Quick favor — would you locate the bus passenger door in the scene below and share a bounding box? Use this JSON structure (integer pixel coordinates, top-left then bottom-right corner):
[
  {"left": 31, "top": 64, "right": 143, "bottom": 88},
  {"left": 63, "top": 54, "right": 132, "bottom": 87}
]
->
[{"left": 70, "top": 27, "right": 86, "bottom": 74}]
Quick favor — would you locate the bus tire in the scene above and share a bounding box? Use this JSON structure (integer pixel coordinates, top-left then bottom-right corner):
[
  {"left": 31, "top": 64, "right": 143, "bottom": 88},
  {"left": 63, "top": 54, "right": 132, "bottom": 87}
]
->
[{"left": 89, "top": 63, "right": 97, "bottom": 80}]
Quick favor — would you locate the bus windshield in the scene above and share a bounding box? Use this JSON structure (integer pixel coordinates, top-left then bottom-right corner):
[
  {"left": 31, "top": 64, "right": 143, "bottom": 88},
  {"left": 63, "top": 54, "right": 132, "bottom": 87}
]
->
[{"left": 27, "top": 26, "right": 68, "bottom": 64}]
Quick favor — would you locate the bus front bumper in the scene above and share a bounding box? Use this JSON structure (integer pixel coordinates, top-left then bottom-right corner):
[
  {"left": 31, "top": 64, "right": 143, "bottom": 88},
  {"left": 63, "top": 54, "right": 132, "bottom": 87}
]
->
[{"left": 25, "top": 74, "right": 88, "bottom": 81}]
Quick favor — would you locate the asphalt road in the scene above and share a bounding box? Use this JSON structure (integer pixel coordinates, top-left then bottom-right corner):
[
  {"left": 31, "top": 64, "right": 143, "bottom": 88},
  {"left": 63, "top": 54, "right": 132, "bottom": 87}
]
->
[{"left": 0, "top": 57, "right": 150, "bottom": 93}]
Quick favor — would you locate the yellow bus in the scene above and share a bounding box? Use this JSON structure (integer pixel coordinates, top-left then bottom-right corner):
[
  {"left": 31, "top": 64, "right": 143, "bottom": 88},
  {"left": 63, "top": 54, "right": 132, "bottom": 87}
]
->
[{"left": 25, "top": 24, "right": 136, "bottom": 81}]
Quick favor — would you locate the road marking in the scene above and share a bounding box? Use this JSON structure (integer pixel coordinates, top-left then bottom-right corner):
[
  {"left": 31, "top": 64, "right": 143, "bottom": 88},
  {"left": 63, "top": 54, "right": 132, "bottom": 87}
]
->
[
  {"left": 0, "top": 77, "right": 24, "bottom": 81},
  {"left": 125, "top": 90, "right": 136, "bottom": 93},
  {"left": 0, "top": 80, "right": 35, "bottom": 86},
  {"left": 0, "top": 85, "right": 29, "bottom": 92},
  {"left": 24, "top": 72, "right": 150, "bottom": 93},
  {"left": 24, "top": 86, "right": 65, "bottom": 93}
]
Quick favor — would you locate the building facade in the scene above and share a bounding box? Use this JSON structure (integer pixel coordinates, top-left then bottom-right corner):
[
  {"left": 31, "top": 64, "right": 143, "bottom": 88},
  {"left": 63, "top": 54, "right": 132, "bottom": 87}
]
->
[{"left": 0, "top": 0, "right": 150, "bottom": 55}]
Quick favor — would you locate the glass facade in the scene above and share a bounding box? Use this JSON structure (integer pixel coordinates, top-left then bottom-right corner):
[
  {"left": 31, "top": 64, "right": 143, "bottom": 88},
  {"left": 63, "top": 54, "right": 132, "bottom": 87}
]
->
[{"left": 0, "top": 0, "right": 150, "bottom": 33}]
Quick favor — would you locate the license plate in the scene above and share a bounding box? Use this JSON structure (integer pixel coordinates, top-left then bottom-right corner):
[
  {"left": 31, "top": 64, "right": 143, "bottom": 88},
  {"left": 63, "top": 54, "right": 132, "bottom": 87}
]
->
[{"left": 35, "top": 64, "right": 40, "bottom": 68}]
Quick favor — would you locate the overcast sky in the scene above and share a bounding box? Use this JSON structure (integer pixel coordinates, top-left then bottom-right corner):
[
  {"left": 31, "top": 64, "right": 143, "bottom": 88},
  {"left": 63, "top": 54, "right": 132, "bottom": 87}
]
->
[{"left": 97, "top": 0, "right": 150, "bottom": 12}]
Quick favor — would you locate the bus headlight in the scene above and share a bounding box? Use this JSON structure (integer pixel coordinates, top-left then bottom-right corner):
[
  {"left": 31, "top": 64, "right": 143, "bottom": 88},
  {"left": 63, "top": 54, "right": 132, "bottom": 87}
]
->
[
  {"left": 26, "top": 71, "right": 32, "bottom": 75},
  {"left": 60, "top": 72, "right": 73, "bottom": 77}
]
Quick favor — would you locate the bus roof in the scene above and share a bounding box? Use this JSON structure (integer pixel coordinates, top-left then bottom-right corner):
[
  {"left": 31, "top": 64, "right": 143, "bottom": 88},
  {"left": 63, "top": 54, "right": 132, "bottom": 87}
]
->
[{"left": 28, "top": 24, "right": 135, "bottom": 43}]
.....
# TO DO:
Only those lines running from the one containing "Quick favor — would you locate the building" through the last line of the data above are to be copied, exactly, with both ends included.

# WRITTEN SOLUTION:
Quick favor — would you locate the building facade in the scene above and share a bounding box? Use this JSON structure (integer pixel coordinates, top-left then bottom-right corner):
[
  {"left": 31, "top": 64, "right": 143, "bottom": 88},
  {"left": 63, "top": 54, "right": 132, "bottom": 87}
]
->
[{"left": 0, "top": 0, "right": 150, "bottom": 55}]
Quick favor — would you locate the glass facade in the scene above and share a bounding box? Use this JSON structure (integer pixel coordinates, top-left then bottom-right corner):
[
  {"left": 31, "top": 64, "right": 143, "bottom": 88},
  {"left": 63, "top": 54, "right": 132, "bottom": 87}
]
->
[{"left": 0, "top": 0, "right": 150, "bottom": 33}]
Quick favor — would you locate the license plate in the scene above and share a bounding box? Use this JSON structure (integer pixel coordinates, top-left then bottom-right corner):
[
  {"left": 31, "top": 64, "right": 143, "bottom": 88},
  {"left": 63, "top": 54, "right": 132, "bottom": 87}
]
->
[{"left": 35, "top": 64, "right": 40, "bottom": 68}]
Quick favor — would you locate the overcast sky in the scene above and share a bounding box? Use this JSON structure (integer pixel coordinates, top-left then bottom-right corner):
[
  {"left": 31, "top": 64, "right": 143, "bottom": 88},
  {"left": 63, "top": 54, "right": 132, "bottom": 87}
]
->
[{"left": 97, "top": 0, "right": 150, "bottom": 12}]
Quick favor — would you locate the bus headlight in the scene above and share a bounding box? Use this JSON structure (integer pixel coordinates, top-left then bottom-right corner):
[
  {"left": 31, "top": 64, "right": 143, "bottom": 88},
  {"left": 63, "top": 54, "right": 132, "bottom": 87}
]
->
[
  {"left": 26, "top": 71, "right": 32, "bottom": 75},
  {"left": 60, "top": 72, "right": 73, "bottom": 77}
]
Quick favor — would you locate the bus roof in the scene above and share a bounding box? Use this JSON structure (integer pixel coordinates, top-left then bottom-right corner):
[
  {"left": 31, "top": 64, "right": 143, "bottom": 88},
  {"left": 63, "top": 54, "right": 132, "bottom": 87}
]
->
[{"left": 28, "top": 24, "right": 135, "bottom": 43}]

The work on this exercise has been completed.